(A run of data)
***
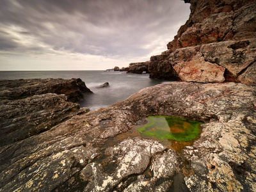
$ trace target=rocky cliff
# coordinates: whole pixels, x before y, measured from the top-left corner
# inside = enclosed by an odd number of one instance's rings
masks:
[[[218,2],[191,1],[195,18],[180,28],[169,51],[152,58],[148,68],[159,74],[166,70],[164,78],[253,84],[255,3]],[[239,14],[234,17],[235,13]],[[204,24],[220,15],[234,20],[233,32],[220,36],[222,40],[214,36],[215,28],[209,36],[195,33],[198,40],[186,40],[186,31],[192,33],[196,24],[200,31],[208,30]],[[244,24],[250,30],[242,30]],[[223,67],[246,62],[240,72]],[[172,82],[87,113],[68,101],[86,90],[79,79],[0,83],[0,191],[256,191],[254,85]],[[179,142],[144,138],[136,129],[148,115],[200,120],[201,134],[180,150]]]
[[[189,19],[168,51],[151,57],[150,77],[256,84],[256,1],[186,2]]]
***
▶ [Task instructions]
Reproduce every line of the data above, shifting each coordinate in the masks by 53. Leave the pictures out of your answer.

▶ [The result]
$ trace target=rocky cliff
# coordinates: whole pixels, x before y, measured from the top-left corner
# inside = enclosed by an odd number of one instance's rings
masks:
[[[271,55],[244,54],[248,71],[233,81],[222,104],[205,111],[201,121],[212,127],[219,123],[217,131],[306,137],[308,56]],[[292,67],[287,70],[288,66]],[[257,77],[273,68],[287,73],[286,85],[273,89],[275,93],[267,89],[268,81],[262,89],[248,86],[251,93],[239,93],[239,84],[245,86],[249,77],[253,84],[261,83]],[[297,77],[303,83],[295,83]],[[276,120],[299,115],[293,125]],[[225,135],[140,166],[121,154],[139,143],[132,132],[53,136],[53,244],[309,244],[307,138]],[[232,195],[197,191],[189,182],[201,168],[253,173],[254,187],[233,203]]]
[[[242,72],[221,104],[204,110],[203,130],[309,137],[309,54],[239,55]]]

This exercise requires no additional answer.